[TO BE DONE]
Replace "Reply" with "Answer" throughout the records below, leaving every other character unchanged.

[THE DATA]
-*-*-
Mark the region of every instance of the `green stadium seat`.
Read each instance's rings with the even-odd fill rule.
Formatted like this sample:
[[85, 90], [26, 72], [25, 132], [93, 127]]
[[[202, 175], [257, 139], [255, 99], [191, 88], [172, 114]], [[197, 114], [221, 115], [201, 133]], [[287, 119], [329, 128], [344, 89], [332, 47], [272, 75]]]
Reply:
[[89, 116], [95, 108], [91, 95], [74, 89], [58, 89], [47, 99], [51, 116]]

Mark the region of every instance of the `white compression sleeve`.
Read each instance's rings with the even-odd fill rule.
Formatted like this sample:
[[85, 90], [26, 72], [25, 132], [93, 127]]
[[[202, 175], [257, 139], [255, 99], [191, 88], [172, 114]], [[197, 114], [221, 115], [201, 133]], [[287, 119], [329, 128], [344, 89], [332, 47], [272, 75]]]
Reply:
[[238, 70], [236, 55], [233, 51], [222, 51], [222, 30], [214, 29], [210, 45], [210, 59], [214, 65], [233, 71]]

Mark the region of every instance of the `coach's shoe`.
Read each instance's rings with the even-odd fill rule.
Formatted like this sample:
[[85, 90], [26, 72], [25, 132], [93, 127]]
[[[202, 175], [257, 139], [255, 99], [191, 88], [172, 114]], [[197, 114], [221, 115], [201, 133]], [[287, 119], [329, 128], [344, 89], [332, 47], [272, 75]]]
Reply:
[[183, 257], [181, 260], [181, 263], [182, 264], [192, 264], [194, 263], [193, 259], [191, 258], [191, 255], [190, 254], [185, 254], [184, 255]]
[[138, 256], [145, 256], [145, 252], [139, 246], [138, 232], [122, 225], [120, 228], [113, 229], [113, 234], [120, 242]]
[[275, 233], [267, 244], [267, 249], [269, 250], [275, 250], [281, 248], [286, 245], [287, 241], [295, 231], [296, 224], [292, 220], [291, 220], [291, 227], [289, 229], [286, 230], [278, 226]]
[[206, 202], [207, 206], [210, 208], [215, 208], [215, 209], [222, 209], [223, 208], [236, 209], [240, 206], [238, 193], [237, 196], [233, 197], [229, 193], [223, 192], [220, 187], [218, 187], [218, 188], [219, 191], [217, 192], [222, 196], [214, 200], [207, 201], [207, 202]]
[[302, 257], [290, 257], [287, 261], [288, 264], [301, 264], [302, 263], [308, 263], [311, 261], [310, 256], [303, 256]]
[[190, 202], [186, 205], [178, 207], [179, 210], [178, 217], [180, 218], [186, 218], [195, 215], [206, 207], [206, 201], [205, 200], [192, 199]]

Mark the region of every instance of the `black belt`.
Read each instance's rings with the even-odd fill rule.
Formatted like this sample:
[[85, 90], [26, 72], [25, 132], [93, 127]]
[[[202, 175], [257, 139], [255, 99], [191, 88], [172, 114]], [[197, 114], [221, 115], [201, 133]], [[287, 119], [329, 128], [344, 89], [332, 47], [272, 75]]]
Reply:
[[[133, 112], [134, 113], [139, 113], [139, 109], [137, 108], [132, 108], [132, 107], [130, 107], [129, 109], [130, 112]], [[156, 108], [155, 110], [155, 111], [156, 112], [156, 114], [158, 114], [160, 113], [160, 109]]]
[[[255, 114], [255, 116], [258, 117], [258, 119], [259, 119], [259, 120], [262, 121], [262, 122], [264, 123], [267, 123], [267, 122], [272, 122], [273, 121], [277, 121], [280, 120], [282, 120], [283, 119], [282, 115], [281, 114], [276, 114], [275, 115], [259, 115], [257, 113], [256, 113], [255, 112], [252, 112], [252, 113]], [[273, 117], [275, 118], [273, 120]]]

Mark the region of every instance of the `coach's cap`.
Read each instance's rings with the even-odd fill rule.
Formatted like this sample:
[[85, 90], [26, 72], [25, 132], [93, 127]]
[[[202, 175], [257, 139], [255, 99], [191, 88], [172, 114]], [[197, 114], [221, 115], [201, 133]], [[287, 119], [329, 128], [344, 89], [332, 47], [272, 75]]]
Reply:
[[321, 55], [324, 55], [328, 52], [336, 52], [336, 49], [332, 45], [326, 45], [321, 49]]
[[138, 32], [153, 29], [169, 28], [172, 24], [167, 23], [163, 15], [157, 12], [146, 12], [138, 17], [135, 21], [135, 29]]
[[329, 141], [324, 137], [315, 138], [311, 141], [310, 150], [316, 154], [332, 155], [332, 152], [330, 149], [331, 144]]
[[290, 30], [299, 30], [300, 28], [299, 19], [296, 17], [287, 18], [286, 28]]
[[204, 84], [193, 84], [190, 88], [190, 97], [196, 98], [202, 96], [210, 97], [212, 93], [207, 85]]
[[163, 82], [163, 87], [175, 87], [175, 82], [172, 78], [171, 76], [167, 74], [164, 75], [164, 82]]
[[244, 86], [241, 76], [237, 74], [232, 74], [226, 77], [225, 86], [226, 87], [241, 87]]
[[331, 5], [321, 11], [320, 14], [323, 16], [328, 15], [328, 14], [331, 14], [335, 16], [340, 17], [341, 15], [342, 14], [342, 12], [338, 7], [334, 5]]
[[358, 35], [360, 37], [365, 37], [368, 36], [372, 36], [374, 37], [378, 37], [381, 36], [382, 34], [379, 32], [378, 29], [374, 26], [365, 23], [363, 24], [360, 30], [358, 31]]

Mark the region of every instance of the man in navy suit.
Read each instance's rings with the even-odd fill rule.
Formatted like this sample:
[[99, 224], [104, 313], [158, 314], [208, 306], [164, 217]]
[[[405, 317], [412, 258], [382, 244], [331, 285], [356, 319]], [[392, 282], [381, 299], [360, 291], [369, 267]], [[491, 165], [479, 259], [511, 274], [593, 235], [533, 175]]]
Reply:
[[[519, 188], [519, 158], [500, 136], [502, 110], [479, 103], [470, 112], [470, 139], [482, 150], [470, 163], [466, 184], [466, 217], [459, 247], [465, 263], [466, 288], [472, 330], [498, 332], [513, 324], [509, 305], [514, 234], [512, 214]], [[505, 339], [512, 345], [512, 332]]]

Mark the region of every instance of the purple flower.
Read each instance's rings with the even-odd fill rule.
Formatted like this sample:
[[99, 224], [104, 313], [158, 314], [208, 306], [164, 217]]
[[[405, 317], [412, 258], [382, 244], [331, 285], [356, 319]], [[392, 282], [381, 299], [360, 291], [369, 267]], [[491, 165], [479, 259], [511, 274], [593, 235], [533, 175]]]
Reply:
-*-*-
[SOLUTION TO THE EXERCISE]
Mark the region of every instance of the `green stadium seat`.
Read each instance's rings with the even-odd fill rule.
Formatted like this sample:
[[85, 90], [26, 72], [25, 132], [93, 127]]
[[[202, 175], [257, 139], [255, 99], [191, 88], [172, 114]], [[197, 114], [221, 115], [201, 133]], [[287, 119], [329, 128], [344, 89], [332, 47], [272, 75]]]
Answer:
[[89, 116], [95, 108], [91, 95], [74, 89], [58, 89], [47, 99], [51, 116]]

Mark the region of every instance of the `white compression sleeve`.
Read each instance's rings with the even-odd fill rule.
Formatted like this sample:
[[85, 90], [26, 72], [25, 132], [93, 127]]
[[[202, 175], [257, 139], [255, 99], [191, 88], [172, 114]], [[197, 114], [221, 115], [201, 133]], [[287, 119], [329, 128], [344, 89], [332, 47], [272, 75]]]
Answer:
[[238, 70], [236, 55], [233, 51], [222, 51], [222, 30], [214, 29], [210, 45], [210, 59], [214, 65], [233, 71]]

Mark the region of every instance of the `coach's shoe`.
Read each instance's rings with the even-odd fill rule.
Formatted like this sample:
[[85, 90], [26, 72], [25, 132], [93, 127]]
[[[202, 175], [257, 139], [255, 99], [191, 88], [172, 114]], [[197, 114], [221, 115], [201, 133]], [[287, 119], [329, 128], [344, 89], [332, 47], [272, 75]]]
Answer:
[[183, 257], [181, 260], [181, 263], [182, 264], [192, 264], [194, 263], [193, 259], [191, 258], [191, 255], [190, 254], [185, 254], [184, 255]]
[[138, 256], [145, 256], [145, 252], [139, 246], [138, 232], [122, 225], [120, 228], [113, 229], [113, 234], [120, 242]]
[[275, 233], [267, 244], [267, 249], [269, 250], [275, 250], [281, 248], [286, 245], [287, 241], [295, 231], [296, 224], [292, 220], [291, 220], [291, 227], [289, 229], [286, 230], [278, 226]]
[[206, 202], [207, 206], [210, 208], [215, 208], [215, 209], [222, 209], [223, 208], [236, 209], [240, 206], [238, 193], [237, 196], [233, 197], [229, 193], [223, 192], [220, 187], [218, 187], [218, 188], [219, 191], [217, 192], [222, 196], [214, 200], [207, 201], [207, 202]]
[[302, 257], [290, 257], [287, 261], [288, 264], [301, 264], [302, 263], [308, 263], [311, 261], [310, 256], [303, 256]]
[[190, 202], [186, 205], [178, 207], [179, 210], [178, 217], [180, 218], [186, 218], [195, 215], [206, 207], [206, 201], [205, 200], [192, 199]]

Mark the region of every instance of the `black belt`.
Read each instance's rings with the even-odd fill rule.
Formatted like this sample:
[[85, 90], [26, 72], [25, 132], [93, 127]]
[[[202, 175], [257, 139], [255, 99], [191, 88], [172, 114]], [[197, 114], [221, 115], [201, 133]], [[287, 119], [329, 128], [344, 89], [332, 47], [272, 75]]]
Answer:
[[[133, 112], [134, 113], [139, 113], [139, 109], [137, 108], [132, 108], [132, 107], [130, 107], [129, 109], [130, 112]], [[156, 108], [155, 110], [155, 111], [156, 112], [156, 114], [158, 114], [160, 113], [160, 109]]]
[[[255, 114], [255, 116], [258, 117], [258, 119], [259, 119], [259, 120], [262, 121], [262, 122], [264, 123], [267, 123], [267, 122], [272, 122], [273, 121], [277, 121], [280, 120], [282, 120], [283, 119], [282, 115], [281, 114], [276, 114], [275, 115], [259, 115], [257, 113], [256, 113], [255, 112], [252, 112], [252, 113]], [[273, 117], [275, 118], [273, 120]]]

Mark the region of every instance of the `coach's cap`.
Read each instance's rings with the even-odd fill rule.
Formatted like this sample:
[[85, 90], [26, 72], [25, 132], [93, 127]]
[[[202, 175], [257, 139], [255, 99], [191, 88], [172, 114]], [[197, 114], [221, 115], [201, 133]], [[287, 119], [329, 128], [344, 89], [332, 47], [272, 75]]]
Answer:
[[321, 55], [324, 55], [328, 52], [336, 52], [336, 49], [332, 45], [326, 45], [321, 49]]
[[138, 32], [153, 29], [169, 28], [172, 24], [167, 23], [163, 15], [157, 12], [146, 12], [138, 17], [135, 21], [135, 29]]
[[329, 141], [324, 137], [315, 138], [311, 141], [310, 150], [316, 154], [332, 155], [332, 152], [330, 149], [331, 144]]
[[290, 30], [299, 30], [300, 28], [299, 19], [296, 17], [287, 18], [286, 28]]
[[204, 84], [193, 84], [190, 88], [190, 97], [196, 98], [202, 96], [210, 97], [212, 93], [207, 85]]
[[163, 82], [163, 87], [175, 87], [175, 82], [172, 78], [171, 76], [167, 74], [164, 75], [164, 82]]
[[244, 86], [241, 76], [237, 74], [232, 74], [226, 77], [225, 86], [226, 87], [241, 87]]
[[331, 5], [321, 11], [320, 14], [323, 16], [328, 15], [328, 14], [331, 14], [335, 16], [340, 17], [341, 15], [342, 14], [342, 12], [338, 7], [334, 5]]
[[358, 35], [360, 37], [365, 37], [368, 36], [372, 36], [374, 37], [378, 37], [381, 36], [382, 34], [379, 32], [378, 29], [374, 26], [365, 23], [363, 24], [360, 30], [358, 31]]

Mark the region of every instance of the man in navy suit.
Read each instance's rings with the even-odd fill rule.
Formatted like this sample:
[[99, 224], [104, 313], [158, 314], [208, 306], [164, 217]]
[[[405, 317], [412, 258], [382, 244], [331, 285], [356, 319]], [[392, 282], [381, 299], [360, 291], [369, 267]], [[491, 165], [479, 259], [511, 274], [593, 235], [533, 175]]]
Answer:
[[[519, 188], [519, 158], [500, 136], [502, 110], [479, 103], [470, 112], [470, 139], [482, 150], [470, 163], [466, 184], [466, 217], [459, 247], [465, 263], [466, 288], [472, 330], [498, 332], [513, 324], [509, 305], [514, 234], [512, 214]], [[505, 339], [512, 345], [512, 332]]]

Mark the region of every instance of the purple flower.
Read each instance's rings with the even-odd fill rule.
Formatted like this sample:
[[99, 224], [104, 313], [158, 314], [208, 306], [164, 217]]
[[[405, 317], [412, 258], [382, 244], [331, 285], [356, 319]], [[392, 282], [381, 299], [360, 291], [369, 267]], [[491, 165], [479, 259], [511, 274], [593, 235], [533, 175]]]
Answer:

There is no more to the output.